| WORK TO DO |
A. Answer these questions about the Databricks certification page, marking each answer (i), (ii), or (iii):
(i) What symbol does the page say a holder of this certification carries?
(ii) How many days long is the rolling window in Question 2?
(iii) In Question 3, what file format does the source system generate?
B. Can you rewrite the entries, starting with the line with "Locate the rocky" and going on through the end of the entries, with "turquoise" changed to "teal" and everything else the same?

-- start TEXT SECTION --

Skip to main content

Databricks Data Engineer Associate

The Databricks Data Engineer Associate certification validates the ability to build and maintain data pipelines using the Databricks Lakehouse Platform. It focuses on using Spark, Delta Lake, and SQL to ingest, transform, and manage data for downstream analytics. Holding the symbol DTB_DEA indicates a professional's proficiency in implementing reliable and scalable data engineering solutions on Databricks.



---------- Question 1
In Unity Catalog, a data engineer needs to manage access to data. What is the difference between a Managed Table and an External Table regarding data deletion when the table is dropped?
  1. For both tables, the data is permanently deleted from the cloud storage when the DROP TABLE command is executed.
  2. Dropping a Managed Table deletes both the metadata and the underlying data files; dropping an External Table only deletes the metadata.
  3. Dropping an External Table deletes the underlying data files; dropping a Managed Table only removes the entry from the catalog.
  4. Unity Catalog does not support dropping tables; users must manually delete files from the storage bucket first.

---------- Question 2
You need to perform a complex aggregation using PySpark to calculate the average transaction value per customer over a rolling 7-day window. The dataset is large and requires efficient windowing. Which PySpark module and function should be used to define this rolling window and calculate the metric?
  1. pyspark.sql.Window with the rowsBetween or rangeBetween functions
  2. pyspark.sql.functions.avg combined with a simple group_by clause
  3. pyspark.ml.feature.Bucketizer for grouping time intervals
  4. pyspark.sql.DataFrame.cube to generate all possible combinations

---------- Question 3
A data engineer is configuring Auto Loader to ingest a massive volume of files from a cloud landing zone into a Delta table. The source system generates millions of small JSON files daily. Which Auto Loader configuration is most appropriate to efficiently track and ingest these files without incurring high cloud costs or performance degradation caused by listing millions of objects in the directory?
  1. Enable the cloudFiles.useNotifications option to use file discovery via cloud events
  2. Set the spark.sql.shuffle.partitions to exactly 2000 for the stream
  3. Use the standard Directory Listing mode with an hourly trigger interval
  4. Manually partition the landing zone by hour to speed up the listing process

---------- Question 4
When configuring a Databricks Job to run a production pipeline, an engineer wants to minimize the management overhead of the underlying infrastructure and ensure that the cluster scales automatically based on the workload. Which compute option should they select for the job tasks?
  1. A fixed-size All-Purpose cluster.

-- end TEXT SECTION --
-- start ENTRIES SUPPLIED --

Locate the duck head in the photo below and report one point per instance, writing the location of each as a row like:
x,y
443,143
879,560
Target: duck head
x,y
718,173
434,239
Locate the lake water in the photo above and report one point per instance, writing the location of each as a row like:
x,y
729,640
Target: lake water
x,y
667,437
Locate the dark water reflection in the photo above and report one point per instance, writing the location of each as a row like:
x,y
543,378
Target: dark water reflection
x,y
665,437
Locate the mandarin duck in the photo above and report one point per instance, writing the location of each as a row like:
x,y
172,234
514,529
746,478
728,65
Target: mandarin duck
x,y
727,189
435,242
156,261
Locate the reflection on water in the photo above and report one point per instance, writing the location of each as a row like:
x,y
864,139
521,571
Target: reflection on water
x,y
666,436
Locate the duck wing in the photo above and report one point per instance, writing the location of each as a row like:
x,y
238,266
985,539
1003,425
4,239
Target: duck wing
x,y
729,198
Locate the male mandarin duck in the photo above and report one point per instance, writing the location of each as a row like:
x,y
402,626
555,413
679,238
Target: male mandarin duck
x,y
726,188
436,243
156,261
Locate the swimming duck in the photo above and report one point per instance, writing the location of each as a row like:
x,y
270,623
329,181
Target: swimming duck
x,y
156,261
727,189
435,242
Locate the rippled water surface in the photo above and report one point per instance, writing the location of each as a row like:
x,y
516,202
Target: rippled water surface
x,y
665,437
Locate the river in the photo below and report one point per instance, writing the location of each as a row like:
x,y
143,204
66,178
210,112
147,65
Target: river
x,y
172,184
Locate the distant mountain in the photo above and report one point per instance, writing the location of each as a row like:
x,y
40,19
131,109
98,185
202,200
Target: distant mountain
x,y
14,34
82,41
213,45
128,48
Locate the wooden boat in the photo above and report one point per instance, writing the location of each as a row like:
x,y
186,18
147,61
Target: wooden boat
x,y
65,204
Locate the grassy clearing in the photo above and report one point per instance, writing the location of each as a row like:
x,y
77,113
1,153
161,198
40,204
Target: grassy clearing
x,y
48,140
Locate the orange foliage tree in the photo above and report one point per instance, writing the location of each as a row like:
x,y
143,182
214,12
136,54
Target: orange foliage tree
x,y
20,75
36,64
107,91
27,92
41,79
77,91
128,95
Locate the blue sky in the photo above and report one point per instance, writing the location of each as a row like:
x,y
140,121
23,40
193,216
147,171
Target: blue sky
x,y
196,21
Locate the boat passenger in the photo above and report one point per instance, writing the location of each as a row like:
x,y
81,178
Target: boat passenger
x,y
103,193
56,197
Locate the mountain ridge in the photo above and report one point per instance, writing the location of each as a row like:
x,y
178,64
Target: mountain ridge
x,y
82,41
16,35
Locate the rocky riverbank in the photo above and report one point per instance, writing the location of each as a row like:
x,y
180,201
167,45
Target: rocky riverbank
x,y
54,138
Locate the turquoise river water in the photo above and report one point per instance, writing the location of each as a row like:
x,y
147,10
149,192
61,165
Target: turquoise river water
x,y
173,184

-- end ENTRIES SUPPLIED --

| OUTPUTS BY TASK |
A.
(i) DTB_DEA
(ii) 7 days
(iii) JSON

B.
Locate the rocky riverbank in the photo above and report one point per instance, writing the location of each as a row like:
x,y
180,201
167,45
Target: rocky riverbank
x,y
54,138
Locate the teal river water in the photo above and report one point per instance, writing the location of each as a row like:
x,y
147,10
149,192
61,165
Target: teal river water
x,y
173,184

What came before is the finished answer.